WHAT TO WORK ON: Extract the listing in its entirety, keeping each line identical to the original.

SUPPLIED DATA:

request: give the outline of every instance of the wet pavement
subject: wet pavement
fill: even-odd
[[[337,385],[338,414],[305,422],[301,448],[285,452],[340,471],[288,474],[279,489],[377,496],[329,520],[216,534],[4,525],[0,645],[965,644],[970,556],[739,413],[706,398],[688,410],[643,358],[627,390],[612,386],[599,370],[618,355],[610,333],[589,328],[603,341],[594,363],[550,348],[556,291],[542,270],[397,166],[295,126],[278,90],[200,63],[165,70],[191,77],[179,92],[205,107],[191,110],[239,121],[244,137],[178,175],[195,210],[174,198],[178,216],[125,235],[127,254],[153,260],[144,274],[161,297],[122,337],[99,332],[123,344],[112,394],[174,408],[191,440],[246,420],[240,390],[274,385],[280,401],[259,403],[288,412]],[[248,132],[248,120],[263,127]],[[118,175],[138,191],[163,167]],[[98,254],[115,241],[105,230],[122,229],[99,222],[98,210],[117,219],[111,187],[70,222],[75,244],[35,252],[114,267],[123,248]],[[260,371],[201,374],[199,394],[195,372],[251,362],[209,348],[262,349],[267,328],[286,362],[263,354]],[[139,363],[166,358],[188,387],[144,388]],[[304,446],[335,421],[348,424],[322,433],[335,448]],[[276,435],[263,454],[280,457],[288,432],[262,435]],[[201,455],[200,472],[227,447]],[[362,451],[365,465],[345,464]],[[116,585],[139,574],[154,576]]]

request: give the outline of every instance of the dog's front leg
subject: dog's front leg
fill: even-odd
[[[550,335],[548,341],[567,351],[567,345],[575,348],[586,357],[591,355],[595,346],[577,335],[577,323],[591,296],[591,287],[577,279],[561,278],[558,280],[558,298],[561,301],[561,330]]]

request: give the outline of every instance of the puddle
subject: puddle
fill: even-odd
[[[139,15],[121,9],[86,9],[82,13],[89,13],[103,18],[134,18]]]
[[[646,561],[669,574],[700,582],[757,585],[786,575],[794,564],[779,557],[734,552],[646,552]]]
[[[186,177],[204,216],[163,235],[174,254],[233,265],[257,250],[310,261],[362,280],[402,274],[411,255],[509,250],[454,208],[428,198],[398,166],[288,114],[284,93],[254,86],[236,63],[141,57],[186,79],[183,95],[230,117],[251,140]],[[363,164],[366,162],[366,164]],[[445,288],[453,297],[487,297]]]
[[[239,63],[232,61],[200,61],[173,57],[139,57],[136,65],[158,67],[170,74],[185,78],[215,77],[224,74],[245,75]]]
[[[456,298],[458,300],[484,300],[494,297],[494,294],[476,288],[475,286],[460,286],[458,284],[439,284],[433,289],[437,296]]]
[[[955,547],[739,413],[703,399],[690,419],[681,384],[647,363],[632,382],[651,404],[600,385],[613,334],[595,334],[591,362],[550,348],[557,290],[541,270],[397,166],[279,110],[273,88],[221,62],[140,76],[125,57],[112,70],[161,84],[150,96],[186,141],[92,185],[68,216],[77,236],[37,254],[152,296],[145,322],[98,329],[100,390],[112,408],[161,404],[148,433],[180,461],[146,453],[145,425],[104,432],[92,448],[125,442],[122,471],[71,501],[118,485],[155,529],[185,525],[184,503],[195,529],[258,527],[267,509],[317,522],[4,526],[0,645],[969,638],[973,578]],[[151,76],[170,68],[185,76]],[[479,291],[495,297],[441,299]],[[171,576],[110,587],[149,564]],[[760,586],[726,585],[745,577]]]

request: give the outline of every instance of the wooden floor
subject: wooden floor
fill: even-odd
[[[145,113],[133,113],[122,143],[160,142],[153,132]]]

WORKED ANSWER:
request: give the outline of every instance of the wet pavement
subject: wet pavement
fill: even-odd
[[[337,385],[338,414],[305,422],[301,448],[285,452],[340,471],[288,474],[279,489],[377,496],[329,520],[216,534],[4,525],[0,645],[965,644],[970,556],[739,413],[706,398],[688,410],[643,358],[627,390],[612,386],[599,370],[618,355],[610,333],[589,328],[603,341],[594,363],[550,348],[556,291],[542,270],[397,166],[295,126],[278,90],[200,63],[165,70],[191,77],[179,92],[205,107],[191,110],[239,121],[244,137],[178,175],[195,210],[174,198],[178,216],[125,235],[127,254],[153,260],[144,274],[161,297],[122,337],[99,332],[123,344],[112,394],[174,408],[191,440],[246,420],[240,390],[274,385],[280,401],[259,403],[288,412]],[[248,132],[248,120],[263,127]],[[118,175],[138,191],[163,167]],[[98,254],[115,241],[105,230],[122,229],[99,222],[98,210],[117,219],[111,187],[70,222],[75,244],[35,252],[114,267],[123,248]],[[260,371],[201,374],[199,394],[195,372],[251,362],[209,348],[262,349],[267,328],[286,362],[263,354]],[[139,363],[166,358],[188,387],[144,388]],[[304,446],[335,421],[348,424],[322,433],[335,448]],[[276,435],[263,454],[280,457],[288,432],[262,435]],[[201,455],[200,472],[227,447]],[[362,451],[365,465],[345,464]],[[116,585],[139,574],[154,576]]]

request: give the outline of every instance of the dog's front leg
subject: dog's front leg
fill: even-odd
[[[550,335],[548,341],[567,351],[567,345],[575,348],[586,357],[591,355],[595,346],[577,335],[577,323],[591,296],[591,287],[577,279],[561,278],[558,280],[558,298],[561,301],[561,330]]]

request: give the outline of every instance of the puddle
subject: puddle
fill: even-odd
[[[139,15],[121,9],[86,9],[82,13],[89,13],[103,18],[134,18]]]
[[[646,561],[669,574],[700,582],[757,585],[786,575],[794,564],[779,557],[734,552],[646,552]]]
[[[186,177],[204,216],[163,235],[174,254],[233,265],[257,250],[310,261],[362,280],[402,274],[411,255],[509,250],[454,208],[428,198],[398,166],[288,114],[284,93],[254,86],[236,63],[141,57],[186,79],[183,95],[230,117],[251,140]],[[363,164],[366,162],[366,164]],[[445,288],[453,297],[487,297]]]
[[[239,63],[232,61],[200,61],[173,57],[139,57],[136,65],[158,67],[170,74],[185,78],[215,77],[224,74],[245,75]]]
[[[456,298],[458,300],[484,300],[494,297],[494,294],[476,288],[475,286],[460,286],[458,284],[439,284],[433,289],[437,296]]]
[[[955,547],[739,413],[703,399],[690,419],[681,384],[647,363],[632,382],[651,404],[600,385],[613,334],[595,334],[591,362],[550,348],[557,290],[541,270],[397,166],[279,110],[273,88],[221,62],[140,76],[125,57],[112,70],[161,84],[150,96],[186,141],[92,185],[68,216],[77,236],[37,254],[152,296],[145,322],[98,329],[100,390],[112,408],[161,404],[148,433],[180,461],[146,453],[145,425],[104,432],[92,448],[125,442],[122,471],[71,501],[118,485],[155,529],[185,525],[184,503],[195,529],[258,527],[267,509],[317,522],[4,526],[0,645],[969,638],[973,578]],[[151,76],[170,68],[185,76]],[[479,291],[495,297],[441,299]],[[171,576],[110,587],[149,564]],[[760,586],[726,585],[745,577]]]

request: give the outline of every instance of the wooden floor
subject: wooden floor
fill: even-odd
[[[145,113],[133,113],[122,143],[160,142],[153,132]]]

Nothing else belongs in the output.